TEXT EXCERPT:
§ §

Punycode is difficult for the average user to comprehend, but in
languages where there are no extended characters (English, for
example) there should be no reason to prevent the punycode form from
being displayed.
My opinion is that it would be good to look at the default
language/locale of the system, and generate sane defaults for the
profile according to that. (en-US would always show punycode, for
example, while Spanish would allow converted display for ñ
(composition: n + ~), etc. This would require experts or at least
native speakers/writers of each language to tell exactly which
characters are part of the language(s) specified as the official
languages of the country in each TLD. (This list would be of
tremendous value, not only to Mozilla, but also to other DNS-bound
punycode-interpreting systems.)
I am only a native speaker of English, and I don't speak any other
spoken languages (nor do I read any other languages, except extremely
laboriously). I'm not a linguist or an expert with any other
languages, and so I'm very unlikely to be of assistance to such a
task... and the Open Source nature of Firefox et al seems to require
that at least 70% of the project be completed before it can
successfully be announced as requiring participation. Thus, I can't
start this. It can only really be initiated by at least a bilingual
person, or preferably polylingual in different language branches
(Latin-rooted, Germanic, Cyrillic, Farsi, etc).
-Kyle H
2009/12/23 Varga Viktor <var...@netlock.hu>:
> Hello,
>
> In Hungary there was some phising attack against a bank, with homonym domain.
> Of-course, it has not to large success because the domain registration rules in Hungary, that rule doesnot allows other non-latin chars, than hungarian non latins.

§ §

(Image entries on named regions)
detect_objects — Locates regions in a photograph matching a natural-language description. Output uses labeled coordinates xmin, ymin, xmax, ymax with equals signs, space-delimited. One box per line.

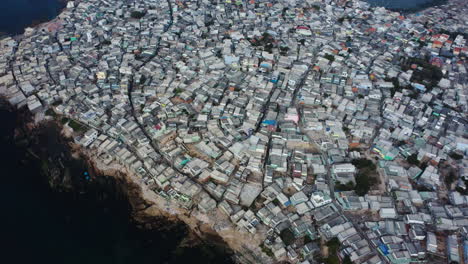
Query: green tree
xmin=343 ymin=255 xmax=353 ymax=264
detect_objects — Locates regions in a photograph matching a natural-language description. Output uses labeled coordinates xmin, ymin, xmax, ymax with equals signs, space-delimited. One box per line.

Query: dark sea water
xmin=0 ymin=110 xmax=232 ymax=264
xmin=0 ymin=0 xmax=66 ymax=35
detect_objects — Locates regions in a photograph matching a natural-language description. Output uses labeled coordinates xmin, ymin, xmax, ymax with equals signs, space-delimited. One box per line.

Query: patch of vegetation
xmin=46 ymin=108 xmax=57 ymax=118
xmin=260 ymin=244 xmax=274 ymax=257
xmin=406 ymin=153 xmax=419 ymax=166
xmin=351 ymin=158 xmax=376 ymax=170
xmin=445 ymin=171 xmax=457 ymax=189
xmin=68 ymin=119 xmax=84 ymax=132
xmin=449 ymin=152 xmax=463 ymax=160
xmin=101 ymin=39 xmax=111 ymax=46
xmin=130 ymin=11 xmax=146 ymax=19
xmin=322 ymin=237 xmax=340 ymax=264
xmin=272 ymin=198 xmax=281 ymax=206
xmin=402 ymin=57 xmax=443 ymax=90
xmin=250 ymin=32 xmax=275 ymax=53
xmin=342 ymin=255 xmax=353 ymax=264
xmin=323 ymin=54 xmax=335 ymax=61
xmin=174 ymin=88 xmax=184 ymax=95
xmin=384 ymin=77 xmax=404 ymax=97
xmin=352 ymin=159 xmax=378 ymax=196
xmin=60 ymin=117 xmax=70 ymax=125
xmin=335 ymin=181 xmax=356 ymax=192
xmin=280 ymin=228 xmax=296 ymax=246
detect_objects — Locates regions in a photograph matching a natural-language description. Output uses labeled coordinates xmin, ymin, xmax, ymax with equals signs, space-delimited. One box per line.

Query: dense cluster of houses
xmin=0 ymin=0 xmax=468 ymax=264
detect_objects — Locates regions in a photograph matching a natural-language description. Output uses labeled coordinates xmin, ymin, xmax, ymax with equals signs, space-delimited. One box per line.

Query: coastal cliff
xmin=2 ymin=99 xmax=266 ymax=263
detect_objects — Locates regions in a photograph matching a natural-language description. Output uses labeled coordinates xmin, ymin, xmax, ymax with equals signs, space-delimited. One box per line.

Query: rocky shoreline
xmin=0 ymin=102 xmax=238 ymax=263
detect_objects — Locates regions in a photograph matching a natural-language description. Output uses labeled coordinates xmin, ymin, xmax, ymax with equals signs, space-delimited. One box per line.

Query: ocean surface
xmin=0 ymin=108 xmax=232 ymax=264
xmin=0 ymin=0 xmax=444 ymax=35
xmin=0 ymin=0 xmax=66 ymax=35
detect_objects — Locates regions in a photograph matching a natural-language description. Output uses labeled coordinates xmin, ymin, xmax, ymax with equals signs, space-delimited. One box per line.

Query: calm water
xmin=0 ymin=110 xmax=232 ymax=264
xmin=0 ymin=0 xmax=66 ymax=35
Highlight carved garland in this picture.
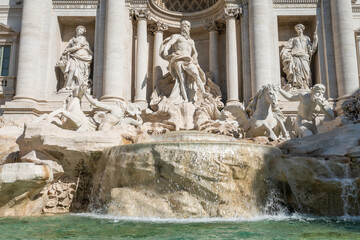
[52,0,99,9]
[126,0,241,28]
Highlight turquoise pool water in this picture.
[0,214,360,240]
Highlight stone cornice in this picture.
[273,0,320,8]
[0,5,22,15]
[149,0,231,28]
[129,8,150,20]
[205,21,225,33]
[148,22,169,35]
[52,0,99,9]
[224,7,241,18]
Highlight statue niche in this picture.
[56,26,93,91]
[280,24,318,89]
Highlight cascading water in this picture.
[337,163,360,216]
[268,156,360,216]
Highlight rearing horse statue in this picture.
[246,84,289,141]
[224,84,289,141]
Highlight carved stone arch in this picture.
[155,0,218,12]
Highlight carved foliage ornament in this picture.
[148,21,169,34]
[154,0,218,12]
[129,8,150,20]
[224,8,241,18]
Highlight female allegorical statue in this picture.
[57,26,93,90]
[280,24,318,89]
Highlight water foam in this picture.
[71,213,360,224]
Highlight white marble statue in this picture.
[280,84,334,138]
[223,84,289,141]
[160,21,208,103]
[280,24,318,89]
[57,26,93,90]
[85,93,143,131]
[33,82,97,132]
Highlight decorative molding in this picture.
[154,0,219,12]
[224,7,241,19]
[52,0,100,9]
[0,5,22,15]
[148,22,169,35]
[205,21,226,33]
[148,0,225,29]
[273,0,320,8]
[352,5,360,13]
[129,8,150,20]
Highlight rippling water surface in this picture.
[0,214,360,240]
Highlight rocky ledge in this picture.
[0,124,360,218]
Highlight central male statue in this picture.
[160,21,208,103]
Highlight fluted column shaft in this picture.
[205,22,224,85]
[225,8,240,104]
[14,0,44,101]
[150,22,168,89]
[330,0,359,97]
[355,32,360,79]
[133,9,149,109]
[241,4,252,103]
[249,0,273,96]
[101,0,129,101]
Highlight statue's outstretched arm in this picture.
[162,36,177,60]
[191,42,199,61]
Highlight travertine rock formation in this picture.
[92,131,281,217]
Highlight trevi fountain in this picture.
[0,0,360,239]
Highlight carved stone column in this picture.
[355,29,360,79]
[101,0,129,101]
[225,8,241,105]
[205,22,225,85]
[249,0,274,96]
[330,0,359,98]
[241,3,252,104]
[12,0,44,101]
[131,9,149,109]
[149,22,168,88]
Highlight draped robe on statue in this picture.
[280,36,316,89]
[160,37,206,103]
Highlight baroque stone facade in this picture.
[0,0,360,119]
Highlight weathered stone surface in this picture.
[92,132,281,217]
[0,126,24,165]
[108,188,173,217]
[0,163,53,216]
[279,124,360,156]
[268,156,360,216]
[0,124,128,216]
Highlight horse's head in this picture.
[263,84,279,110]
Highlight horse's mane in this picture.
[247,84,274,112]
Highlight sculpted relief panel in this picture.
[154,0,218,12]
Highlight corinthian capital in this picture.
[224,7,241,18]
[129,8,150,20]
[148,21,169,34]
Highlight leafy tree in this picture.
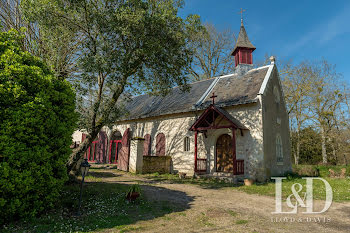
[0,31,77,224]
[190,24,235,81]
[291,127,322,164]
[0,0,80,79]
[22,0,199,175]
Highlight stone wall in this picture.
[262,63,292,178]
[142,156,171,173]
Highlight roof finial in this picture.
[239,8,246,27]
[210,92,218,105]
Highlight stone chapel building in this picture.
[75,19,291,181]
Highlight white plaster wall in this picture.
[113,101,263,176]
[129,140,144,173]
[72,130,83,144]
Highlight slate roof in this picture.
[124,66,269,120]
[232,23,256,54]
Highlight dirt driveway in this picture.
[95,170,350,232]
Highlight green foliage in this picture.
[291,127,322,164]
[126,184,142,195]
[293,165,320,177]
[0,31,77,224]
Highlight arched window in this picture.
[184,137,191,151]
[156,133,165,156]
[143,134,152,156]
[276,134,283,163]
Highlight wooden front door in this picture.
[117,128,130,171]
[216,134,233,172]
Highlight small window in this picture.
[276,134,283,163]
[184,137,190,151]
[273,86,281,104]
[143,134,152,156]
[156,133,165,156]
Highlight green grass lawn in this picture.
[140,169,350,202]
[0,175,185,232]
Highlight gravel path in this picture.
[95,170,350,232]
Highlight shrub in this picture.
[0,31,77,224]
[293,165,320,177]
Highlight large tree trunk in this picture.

§ §

TASKS TO PERFORM:
- a) According to the punycode post, why can't the writer start the effort to list which characters belong to each language?
- b) Reproduce the part of the punycode post that begins at the words "Punycode is difficult" and stops after "punycode-interpreting systems.)".

EXPECTED OUTPUTS:
- a) The writer speaks and reads only English and is not a linguist or expert in other languages, so would be very unlikely to help with such a task. The open-source nature of Firefox also seems to require that at least 70% of a project be completed before it can be announced as needing participation.

- b)
Punycode is difficult for the average user to comprehend, but in
languages where there are no extended characters (English, for
example) there should be no reason to prevent the punycode form from
being displayed.
My opinion is that it would be good to look at the default
language/locale of the system, and generate sane defaults for the
profile according to that. (en-US would always show punycode, for
example, while Spanish would allow converted display for ñ
(composition: n + ~), etc. This would require experts or at least
native speakers/writers of each language to tell exactly which
characters are part of the language(s) specified as the official
languages of the country in each TLD. (This list would be of
tremendous value, not only to Mozilla, but also to other DNS-bound
punycode-interpreting systems.)